» Work order: Below are records. Count every line containing the word "wall" and give the number alone.

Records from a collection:
________________________________________

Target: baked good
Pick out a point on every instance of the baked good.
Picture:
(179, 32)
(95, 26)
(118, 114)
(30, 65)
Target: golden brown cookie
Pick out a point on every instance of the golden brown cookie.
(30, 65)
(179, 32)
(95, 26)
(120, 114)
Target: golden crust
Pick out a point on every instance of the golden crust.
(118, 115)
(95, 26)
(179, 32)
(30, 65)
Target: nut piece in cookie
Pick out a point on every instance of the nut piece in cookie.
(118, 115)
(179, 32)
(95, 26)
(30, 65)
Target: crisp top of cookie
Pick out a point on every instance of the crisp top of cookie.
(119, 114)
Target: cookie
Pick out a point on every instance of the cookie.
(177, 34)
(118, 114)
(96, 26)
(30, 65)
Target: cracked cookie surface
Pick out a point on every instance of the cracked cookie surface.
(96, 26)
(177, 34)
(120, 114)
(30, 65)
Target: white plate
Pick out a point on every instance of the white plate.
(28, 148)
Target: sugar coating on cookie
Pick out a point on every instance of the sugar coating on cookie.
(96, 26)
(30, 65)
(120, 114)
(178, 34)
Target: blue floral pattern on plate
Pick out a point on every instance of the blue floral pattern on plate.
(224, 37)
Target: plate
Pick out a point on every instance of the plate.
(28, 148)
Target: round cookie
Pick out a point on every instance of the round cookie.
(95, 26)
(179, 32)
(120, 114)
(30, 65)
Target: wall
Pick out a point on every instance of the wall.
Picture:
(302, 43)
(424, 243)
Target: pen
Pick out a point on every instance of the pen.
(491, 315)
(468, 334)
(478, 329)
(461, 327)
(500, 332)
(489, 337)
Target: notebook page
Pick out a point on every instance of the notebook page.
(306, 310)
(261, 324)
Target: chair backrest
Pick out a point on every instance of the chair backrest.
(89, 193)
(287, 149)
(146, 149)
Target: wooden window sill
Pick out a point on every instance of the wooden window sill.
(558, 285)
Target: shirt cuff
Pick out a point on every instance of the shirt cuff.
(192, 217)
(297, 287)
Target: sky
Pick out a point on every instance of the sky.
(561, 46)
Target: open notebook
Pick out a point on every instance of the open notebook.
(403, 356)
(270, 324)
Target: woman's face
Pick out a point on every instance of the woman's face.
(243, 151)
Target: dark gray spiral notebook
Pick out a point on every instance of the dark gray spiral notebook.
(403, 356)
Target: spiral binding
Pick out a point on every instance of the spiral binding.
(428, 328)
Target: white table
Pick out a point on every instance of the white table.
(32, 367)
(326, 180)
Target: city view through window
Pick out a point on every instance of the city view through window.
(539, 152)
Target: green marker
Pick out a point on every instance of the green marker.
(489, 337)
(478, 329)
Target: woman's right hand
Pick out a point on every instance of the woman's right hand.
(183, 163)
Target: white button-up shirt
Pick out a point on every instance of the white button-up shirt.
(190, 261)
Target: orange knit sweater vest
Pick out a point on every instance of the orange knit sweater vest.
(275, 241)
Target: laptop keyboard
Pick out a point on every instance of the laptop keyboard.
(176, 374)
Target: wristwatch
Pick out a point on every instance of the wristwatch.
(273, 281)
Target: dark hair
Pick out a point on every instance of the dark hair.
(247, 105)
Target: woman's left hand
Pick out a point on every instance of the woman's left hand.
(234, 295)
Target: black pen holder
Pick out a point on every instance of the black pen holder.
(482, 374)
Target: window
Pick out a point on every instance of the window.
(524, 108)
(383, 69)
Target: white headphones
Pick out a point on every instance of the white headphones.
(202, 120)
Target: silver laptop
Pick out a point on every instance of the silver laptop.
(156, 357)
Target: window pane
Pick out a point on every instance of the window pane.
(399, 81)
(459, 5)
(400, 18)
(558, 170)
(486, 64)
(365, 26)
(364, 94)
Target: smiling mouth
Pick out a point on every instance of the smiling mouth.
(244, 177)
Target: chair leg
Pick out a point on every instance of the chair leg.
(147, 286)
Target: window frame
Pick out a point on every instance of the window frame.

________________________________________

» Written response: 2